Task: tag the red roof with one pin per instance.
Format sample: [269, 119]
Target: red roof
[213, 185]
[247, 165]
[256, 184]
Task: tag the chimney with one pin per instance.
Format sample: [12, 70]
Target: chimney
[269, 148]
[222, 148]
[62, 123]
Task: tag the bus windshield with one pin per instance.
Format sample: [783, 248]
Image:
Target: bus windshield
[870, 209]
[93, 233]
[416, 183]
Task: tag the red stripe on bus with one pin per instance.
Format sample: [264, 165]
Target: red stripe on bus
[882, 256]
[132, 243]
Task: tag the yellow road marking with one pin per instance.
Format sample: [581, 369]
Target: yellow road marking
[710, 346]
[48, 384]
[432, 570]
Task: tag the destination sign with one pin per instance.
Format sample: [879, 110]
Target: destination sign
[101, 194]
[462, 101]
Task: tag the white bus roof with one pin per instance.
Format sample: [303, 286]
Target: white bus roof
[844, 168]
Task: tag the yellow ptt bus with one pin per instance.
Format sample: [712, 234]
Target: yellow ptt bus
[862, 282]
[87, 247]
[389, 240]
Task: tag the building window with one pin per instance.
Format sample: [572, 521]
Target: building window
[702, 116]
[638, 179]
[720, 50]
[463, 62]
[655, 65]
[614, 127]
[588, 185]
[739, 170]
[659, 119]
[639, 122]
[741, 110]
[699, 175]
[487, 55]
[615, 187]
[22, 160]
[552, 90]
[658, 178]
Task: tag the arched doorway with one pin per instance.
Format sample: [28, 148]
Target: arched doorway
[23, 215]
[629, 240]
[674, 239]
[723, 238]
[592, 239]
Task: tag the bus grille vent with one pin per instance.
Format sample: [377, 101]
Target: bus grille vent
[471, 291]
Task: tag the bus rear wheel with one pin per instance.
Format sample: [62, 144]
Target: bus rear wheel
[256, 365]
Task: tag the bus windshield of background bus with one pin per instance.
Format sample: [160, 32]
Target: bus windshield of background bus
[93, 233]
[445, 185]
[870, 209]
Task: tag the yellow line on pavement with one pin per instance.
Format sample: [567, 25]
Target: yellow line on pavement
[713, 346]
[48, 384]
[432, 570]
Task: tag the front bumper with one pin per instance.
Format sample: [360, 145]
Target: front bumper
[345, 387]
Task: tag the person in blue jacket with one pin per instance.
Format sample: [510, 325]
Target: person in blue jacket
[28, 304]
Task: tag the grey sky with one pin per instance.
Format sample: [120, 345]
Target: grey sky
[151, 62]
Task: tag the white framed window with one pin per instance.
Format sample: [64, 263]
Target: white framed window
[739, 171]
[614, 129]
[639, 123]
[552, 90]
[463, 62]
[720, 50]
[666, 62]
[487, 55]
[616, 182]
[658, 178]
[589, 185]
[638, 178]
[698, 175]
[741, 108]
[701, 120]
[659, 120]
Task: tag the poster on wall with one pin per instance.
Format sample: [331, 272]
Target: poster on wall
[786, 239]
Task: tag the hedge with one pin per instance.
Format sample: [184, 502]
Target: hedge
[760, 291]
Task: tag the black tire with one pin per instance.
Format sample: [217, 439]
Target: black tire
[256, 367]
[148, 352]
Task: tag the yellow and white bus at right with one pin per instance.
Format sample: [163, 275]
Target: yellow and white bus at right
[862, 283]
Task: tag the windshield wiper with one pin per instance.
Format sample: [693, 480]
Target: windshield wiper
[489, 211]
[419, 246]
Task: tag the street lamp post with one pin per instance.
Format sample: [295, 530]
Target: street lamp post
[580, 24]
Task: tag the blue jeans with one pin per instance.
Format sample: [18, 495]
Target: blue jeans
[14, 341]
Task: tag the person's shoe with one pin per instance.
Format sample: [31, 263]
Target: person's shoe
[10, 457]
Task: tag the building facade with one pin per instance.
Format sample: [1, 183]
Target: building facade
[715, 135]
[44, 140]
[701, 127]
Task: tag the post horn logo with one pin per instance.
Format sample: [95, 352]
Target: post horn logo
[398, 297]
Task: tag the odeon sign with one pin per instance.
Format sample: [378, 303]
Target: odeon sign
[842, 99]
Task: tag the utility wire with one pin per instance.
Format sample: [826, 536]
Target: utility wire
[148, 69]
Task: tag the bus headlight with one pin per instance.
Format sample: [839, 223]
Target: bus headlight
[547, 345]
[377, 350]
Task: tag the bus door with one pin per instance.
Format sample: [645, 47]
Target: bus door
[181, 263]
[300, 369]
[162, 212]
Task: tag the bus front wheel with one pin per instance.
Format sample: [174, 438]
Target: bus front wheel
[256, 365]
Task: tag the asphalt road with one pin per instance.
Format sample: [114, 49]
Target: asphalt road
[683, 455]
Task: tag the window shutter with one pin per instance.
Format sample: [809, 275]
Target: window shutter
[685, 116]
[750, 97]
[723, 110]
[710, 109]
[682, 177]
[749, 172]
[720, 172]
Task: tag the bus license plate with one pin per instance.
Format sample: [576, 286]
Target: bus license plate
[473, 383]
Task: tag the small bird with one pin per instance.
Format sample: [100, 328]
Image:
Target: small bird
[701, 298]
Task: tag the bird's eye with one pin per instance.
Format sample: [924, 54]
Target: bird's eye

+ + + +

- To be done -
Reproduce the part of the records that opens with the line containing "Task: tag the bus door" and closes at the end of the records, replacing "Format sample" with "Coordinate format" and leaving every other character unchanged.

- Solved problem -
Task: tag the bus door with one pin per instance.
Coordinate format: [645, 47]
Target: bus door
[181, 263]
[300, 369]
[162, 212]
Task: tag the bus front wheel with one pin per instance.
Coordinate format: [174, 438]
Target: bus front wheel
[256, 365]
Task: tag the asphalt road with one pin per instance.
Coordinate format: [114, 49]
Target: asphalt road
[683, 455]
Task: tag the window shutter with one pin per instance.
Coordinate format: [809, 275]
Target: window shutter
[685, 116]
[750, 97]
[723, 110]
[710, 109]
[682, 177]
[749, 172]
[720, 172]
Task: tag the bus license plate with one pin per instance.
Coordinate format: [576, 286]
Target: bus license plate
[473, 383]
Task: tag the small bird with one pin per instance.
Coordinate format: [100, 328]
Image:
Target: small bird
[701, 298]
Task: tag the bird's eye with one pin per instance.
Coordinate format: [924, 54]
Target: bird's eye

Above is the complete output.